The following entries are to be retyped in full, exactly as written.

══ Records supplied ══

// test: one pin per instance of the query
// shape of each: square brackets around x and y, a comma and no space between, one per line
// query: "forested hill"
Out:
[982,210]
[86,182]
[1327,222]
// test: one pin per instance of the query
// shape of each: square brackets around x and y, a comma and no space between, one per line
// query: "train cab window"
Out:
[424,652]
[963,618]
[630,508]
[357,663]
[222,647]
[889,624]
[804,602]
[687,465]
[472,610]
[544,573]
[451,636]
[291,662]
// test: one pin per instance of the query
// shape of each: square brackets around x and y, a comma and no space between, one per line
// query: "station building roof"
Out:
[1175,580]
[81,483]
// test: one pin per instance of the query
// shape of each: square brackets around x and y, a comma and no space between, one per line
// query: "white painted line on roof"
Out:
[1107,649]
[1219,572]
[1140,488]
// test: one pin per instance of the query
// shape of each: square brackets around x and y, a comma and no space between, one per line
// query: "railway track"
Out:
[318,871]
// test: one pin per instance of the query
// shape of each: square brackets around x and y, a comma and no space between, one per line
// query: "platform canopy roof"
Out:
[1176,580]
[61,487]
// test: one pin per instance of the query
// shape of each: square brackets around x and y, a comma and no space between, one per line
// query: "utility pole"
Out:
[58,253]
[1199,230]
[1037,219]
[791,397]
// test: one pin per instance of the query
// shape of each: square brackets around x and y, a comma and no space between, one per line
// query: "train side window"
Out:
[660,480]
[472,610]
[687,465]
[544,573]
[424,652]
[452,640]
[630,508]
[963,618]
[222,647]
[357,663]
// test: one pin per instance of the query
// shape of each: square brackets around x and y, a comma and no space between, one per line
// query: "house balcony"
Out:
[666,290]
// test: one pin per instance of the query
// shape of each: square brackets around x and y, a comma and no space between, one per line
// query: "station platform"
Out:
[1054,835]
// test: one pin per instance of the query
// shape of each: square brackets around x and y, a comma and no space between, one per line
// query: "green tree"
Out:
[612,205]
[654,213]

═══

**Your response:**
// test: one pin per instance of the query
// shape of each: square brackets around x and y, a comma and no space between, one per line
// query: "forested hill"
Out:
[982,210]
[86,182]
[1327,222]
// test: one pin per instance of the query
// shape of each: square brackets around x and y, a comma and no space between, one per line
// query: "train cab window"
Out:
[424,652]
[963,618]
[630,508]
[357,663]
[222,647]
[889,624]
[804,602]
[687,465]
[472,610]
[544,573]
[451,636]
[291,662]
// test: one pin per instance of the query
// shape of each: square brackets around x and y, a comma and no space between, one per line
// query: "station building roof"
Out:
[1175,580]
[81,483]
// test: one pin per instance of the query
// shape of each: square brackets around x and y, a comma and no space between, one per line
// query: "white painted line on roof"
Out:
[1107,649]
[1219,572]
[1140,488]
// test: one pin per instance of the query
// shape of each: square brackets around x and y, a comma and no space between, one per line
// query: "railway track"
Out:
[318,871]
// test: one pin per instance of the query
// shape of each: square brackets around x and y, a comma and no space between, one per line
// query: "platform canopy roof"
Out:
[1176,580]
[61,487]
// test: one pin per instance of the query
// shape of each: square brackets around x and y, a comma and no space between, one per line
// query: "utility pole"
Out:
[58,253]
[1199,230]
[1037,219]
[791,397]
// test: one pin per instance of the query
// shape of each: square brackets around x and y, a comma and no space between, one per line
// query: "train side window"
Out:
[660,480]
[472,610]
[687,465]
[544,573]
[424,652]
[452,640]
[630,508]
[963,618]
[222,647]
[357,663]
// test: one pin per instance of the query
// shape of each: square brackets around x and y, a comma and no space between, one per line
// query: "house balcony"
Out:
[666,290]
// test: one pin per instance of the query
// shape of each: square brackets around x and y, a comma and no space between, one per line
// query: "station platform"
Out:
[1054,835]
// test: one pin per instance of the query
// shape of each: square brackets around x and y, a comma and no space between, one per line
// query: "green tree"
Out:
[612,205]
[654,213]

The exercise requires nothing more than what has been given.